[[ Information given, beginning ]]

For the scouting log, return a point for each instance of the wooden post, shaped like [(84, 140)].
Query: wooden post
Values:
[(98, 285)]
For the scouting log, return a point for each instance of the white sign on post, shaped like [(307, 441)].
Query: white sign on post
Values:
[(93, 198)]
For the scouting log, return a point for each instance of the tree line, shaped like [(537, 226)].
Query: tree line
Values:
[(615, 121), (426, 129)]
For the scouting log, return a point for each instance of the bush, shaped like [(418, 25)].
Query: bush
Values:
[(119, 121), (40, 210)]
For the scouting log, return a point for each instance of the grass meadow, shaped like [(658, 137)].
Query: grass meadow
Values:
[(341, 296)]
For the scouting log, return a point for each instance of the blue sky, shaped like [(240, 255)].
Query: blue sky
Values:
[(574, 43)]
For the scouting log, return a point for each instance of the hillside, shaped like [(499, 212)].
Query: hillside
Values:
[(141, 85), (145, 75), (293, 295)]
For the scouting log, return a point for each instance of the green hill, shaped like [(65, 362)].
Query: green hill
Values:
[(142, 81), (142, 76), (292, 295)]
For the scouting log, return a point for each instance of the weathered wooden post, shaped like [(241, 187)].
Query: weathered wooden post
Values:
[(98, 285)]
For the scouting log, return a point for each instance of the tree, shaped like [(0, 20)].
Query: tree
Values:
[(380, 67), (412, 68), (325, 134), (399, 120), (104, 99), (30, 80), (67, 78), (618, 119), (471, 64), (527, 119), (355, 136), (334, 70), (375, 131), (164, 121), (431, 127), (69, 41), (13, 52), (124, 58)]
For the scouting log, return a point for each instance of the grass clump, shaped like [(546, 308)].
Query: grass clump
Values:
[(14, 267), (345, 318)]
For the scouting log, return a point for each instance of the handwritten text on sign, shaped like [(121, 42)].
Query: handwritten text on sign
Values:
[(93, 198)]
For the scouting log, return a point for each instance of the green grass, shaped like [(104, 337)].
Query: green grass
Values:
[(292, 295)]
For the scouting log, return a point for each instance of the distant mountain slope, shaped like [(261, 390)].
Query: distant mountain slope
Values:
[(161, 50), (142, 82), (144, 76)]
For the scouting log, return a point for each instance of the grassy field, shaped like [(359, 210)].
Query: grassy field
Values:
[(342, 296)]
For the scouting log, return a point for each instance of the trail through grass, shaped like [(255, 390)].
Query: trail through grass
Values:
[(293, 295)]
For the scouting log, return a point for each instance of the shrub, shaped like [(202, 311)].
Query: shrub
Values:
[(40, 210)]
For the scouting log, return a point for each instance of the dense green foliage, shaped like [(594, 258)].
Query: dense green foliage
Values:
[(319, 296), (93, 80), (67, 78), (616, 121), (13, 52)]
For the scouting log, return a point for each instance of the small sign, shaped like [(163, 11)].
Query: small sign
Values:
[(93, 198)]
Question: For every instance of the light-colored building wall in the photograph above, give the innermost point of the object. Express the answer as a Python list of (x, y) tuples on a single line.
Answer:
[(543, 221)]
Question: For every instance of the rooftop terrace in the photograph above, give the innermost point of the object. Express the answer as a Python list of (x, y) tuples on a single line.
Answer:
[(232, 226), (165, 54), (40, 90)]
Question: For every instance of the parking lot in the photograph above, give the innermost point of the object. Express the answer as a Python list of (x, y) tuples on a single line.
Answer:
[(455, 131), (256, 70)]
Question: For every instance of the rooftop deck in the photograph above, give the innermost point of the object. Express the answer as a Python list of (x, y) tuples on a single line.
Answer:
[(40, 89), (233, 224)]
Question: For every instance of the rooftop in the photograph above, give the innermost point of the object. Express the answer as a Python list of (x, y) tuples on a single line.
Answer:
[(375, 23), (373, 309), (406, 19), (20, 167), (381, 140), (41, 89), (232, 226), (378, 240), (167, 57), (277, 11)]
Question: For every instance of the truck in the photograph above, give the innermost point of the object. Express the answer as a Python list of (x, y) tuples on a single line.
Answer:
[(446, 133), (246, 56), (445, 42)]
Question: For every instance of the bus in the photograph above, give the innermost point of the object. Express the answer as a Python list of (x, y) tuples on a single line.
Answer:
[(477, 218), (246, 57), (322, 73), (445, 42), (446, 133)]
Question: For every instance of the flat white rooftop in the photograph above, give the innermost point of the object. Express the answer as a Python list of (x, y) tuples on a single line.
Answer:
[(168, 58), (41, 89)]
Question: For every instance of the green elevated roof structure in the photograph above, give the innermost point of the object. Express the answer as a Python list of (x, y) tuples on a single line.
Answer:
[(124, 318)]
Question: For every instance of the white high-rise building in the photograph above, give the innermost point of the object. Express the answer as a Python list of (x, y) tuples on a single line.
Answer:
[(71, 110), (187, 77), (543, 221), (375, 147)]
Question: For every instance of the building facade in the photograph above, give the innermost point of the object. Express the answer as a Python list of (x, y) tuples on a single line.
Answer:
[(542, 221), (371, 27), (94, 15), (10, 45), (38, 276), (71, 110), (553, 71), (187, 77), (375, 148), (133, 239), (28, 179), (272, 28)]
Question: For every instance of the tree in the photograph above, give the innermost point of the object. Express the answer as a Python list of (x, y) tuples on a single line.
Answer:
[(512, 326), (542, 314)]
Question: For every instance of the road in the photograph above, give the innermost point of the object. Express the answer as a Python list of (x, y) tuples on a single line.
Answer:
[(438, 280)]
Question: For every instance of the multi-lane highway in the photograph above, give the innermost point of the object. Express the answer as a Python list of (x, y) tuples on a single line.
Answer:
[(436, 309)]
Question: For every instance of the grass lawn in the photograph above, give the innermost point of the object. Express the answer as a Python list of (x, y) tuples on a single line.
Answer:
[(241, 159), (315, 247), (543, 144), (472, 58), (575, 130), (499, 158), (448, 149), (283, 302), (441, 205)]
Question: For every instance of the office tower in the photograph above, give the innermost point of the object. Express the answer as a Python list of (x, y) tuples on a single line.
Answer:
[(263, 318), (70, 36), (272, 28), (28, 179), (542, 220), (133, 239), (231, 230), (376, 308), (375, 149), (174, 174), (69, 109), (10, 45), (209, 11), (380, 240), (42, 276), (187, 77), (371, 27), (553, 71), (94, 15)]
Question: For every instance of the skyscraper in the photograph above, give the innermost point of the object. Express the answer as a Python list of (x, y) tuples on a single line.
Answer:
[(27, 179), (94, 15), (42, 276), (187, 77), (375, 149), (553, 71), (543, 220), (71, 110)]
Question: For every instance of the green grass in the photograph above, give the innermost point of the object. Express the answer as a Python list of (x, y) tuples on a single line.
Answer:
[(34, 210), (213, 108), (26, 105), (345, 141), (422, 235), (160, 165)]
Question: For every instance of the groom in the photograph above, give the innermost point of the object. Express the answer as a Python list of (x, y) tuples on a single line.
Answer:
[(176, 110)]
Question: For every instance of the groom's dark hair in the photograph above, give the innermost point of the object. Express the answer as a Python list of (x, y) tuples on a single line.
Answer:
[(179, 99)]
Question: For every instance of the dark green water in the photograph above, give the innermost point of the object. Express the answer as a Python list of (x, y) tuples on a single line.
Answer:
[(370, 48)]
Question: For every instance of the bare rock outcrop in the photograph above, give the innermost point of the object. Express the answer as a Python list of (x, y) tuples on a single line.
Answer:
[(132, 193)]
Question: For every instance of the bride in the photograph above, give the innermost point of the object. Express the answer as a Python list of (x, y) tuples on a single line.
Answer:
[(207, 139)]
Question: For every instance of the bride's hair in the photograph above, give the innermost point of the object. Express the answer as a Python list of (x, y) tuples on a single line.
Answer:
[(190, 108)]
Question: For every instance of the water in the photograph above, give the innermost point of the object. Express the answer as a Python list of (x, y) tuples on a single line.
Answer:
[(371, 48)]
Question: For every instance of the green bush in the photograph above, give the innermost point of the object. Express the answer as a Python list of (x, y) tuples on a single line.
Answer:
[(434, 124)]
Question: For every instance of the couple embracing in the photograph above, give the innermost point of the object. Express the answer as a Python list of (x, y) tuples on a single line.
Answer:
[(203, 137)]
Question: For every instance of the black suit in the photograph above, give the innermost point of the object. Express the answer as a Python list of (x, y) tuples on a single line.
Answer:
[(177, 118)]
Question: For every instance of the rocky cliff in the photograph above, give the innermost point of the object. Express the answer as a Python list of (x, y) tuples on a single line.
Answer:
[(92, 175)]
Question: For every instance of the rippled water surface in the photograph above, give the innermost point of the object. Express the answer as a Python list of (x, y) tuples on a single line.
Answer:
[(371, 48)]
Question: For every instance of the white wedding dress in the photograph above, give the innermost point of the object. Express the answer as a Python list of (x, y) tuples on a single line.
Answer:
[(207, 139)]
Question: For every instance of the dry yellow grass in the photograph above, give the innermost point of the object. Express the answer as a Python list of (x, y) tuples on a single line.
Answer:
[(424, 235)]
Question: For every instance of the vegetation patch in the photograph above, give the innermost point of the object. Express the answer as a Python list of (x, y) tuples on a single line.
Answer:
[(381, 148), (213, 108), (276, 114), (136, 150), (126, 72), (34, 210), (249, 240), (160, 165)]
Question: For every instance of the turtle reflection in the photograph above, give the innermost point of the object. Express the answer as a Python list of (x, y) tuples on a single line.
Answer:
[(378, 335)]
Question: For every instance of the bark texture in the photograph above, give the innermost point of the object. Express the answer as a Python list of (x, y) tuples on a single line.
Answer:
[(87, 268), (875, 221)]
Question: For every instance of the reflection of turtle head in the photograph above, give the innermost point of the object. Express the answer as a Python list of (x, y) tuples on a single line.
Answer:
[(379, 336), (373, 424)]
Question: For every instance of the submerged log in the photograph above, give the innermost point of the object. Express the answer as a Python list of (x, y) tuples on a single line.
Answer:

[[ Information given, end ]]

**Task instructions**
Show each line of the material holding "meadow".

**Exercise result**
For the scouting log, return a point for each instance of the grass meadow, shaped like [(658, 137)].
Query: grass meadow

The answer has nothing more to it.